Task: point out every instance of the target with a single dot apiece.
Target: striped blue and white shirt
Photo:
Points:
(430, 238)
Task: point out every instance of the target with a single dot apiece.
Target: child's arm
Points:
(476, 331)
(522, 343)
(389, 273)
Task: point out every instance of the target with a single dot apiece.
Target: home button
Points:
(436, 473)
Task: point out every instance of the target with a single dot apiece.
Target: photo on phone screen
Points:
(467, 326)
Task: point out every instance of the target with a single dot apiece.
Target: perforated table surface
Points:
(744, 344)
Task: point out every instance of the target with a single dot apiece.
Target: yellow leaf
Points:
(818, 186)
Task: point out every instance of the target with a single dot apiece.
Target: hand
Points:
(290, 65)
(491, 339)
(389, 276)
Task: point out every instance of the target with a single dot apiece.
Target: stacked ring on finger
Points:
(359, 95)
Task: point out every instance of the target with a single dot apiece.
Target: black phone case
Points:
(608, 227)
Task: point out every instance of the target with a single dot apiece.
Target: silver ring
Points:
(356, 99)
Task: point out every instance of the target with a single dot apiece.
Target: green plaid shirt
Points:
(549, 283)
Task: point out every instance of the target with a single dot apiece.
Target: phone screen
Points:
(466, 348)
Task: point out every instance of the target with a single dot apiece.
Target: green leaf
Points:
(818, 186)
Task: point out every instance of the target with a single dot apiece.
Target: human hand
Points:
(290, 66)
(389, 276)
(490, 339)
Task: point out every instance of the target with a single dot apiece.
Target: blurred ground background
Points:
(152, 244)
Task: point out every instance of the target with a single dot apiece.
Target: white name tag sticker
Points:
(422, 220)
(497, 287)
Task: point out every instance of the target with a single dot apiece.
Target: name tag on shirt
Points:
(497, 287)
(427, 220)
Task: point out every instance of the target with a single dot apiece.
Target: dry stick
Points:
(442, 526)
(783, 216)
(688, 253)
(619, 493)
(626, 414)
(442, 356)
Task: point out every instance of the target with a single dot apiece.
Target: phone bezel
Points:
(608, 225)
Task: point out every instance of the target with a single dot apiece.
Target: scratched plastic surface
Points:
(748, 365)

_ _ _ _

- Short exercise
Using the data above, repeat every line exactly.

- Expected output
Task: point out every instance of the target with a single dot apiece.
Target: striped blue and white shirt
Photo:
Points:
(430, 238)
Task: point out every instance of the target with a single dot apiece.
Target: child's arm
Points:
(476, 331)
(522, 343)
(389, 273)
Task: point out every instance of the target with a single dot apiece.
Target: home button
Points:
(436, 473)
Task: point out every instance of the target with a single dot apiece.
Target: photo on phone screen
Points:
(467, 326)
Task: point out every instance of the target with a single dot apiece.
Target: perforated table surface
Points:
(744, 344)
Task: point out every instance of the target with a single dot apiece.
Target: yellow leaf
Points:
(818, 186)
Task: point out every instance of the target with a single dot apiece.
Target: hand
Points:
(290, 65)
(491, 339)
(389, 276)
Task: point out every instance of the target with a single dot apiece.
Target: stacked ring on finger
Points:
(359, 95)
Task: point out every instance of the target with a single dot apiece.
Target: black phone case
Points:
(608, 227)
Task: point out every instance of the target with a single dot apiece.
Target: silver ring
Points:
(356, 99)
Task: point out every instance of the target with a single dot apiece.
Target: green plaid shirt
Points:
(549, 283)
Task: point out every instance of the target with a single dot apiece.
Target: phone screen
Points:
(466, 348)
Task: point out every instance of the target with a single dot apiece.
Target: green leaf
Points:
(818, 186)
Task: point out every instance of the target with a single dot apiece.
Target: human hand
Points:
(290, 66)
(389, 276)
(490, 339)
Task: point out every instance of the target with a single dot apiece.
Target: blurred ground background
Points:
(152, 244)
Task: point out every instance of the target with a single dot apiece.
Target: white name tag sticker
Points:
(422, 220)
(497, 287)
Task: point out every instance of the target with a single dot apiece.
Target: name tag on shirt
Points:
(497, 287)
(427, 220)
Task: point out every instance of the target with a single dot apiece.
Target: dry stick
Points:
(442, 526)
(783, 216)
(688, 253)
(619, 493)
(626, 414)
(442, 356)
Task: point out every instance of the target with a single dot apiece.
Target: phone bezel
Points:
(608, 225)
Task: point out every instance of the target with a single dot apiece.
Target: scratched plastic surface
Points:
(748, 365)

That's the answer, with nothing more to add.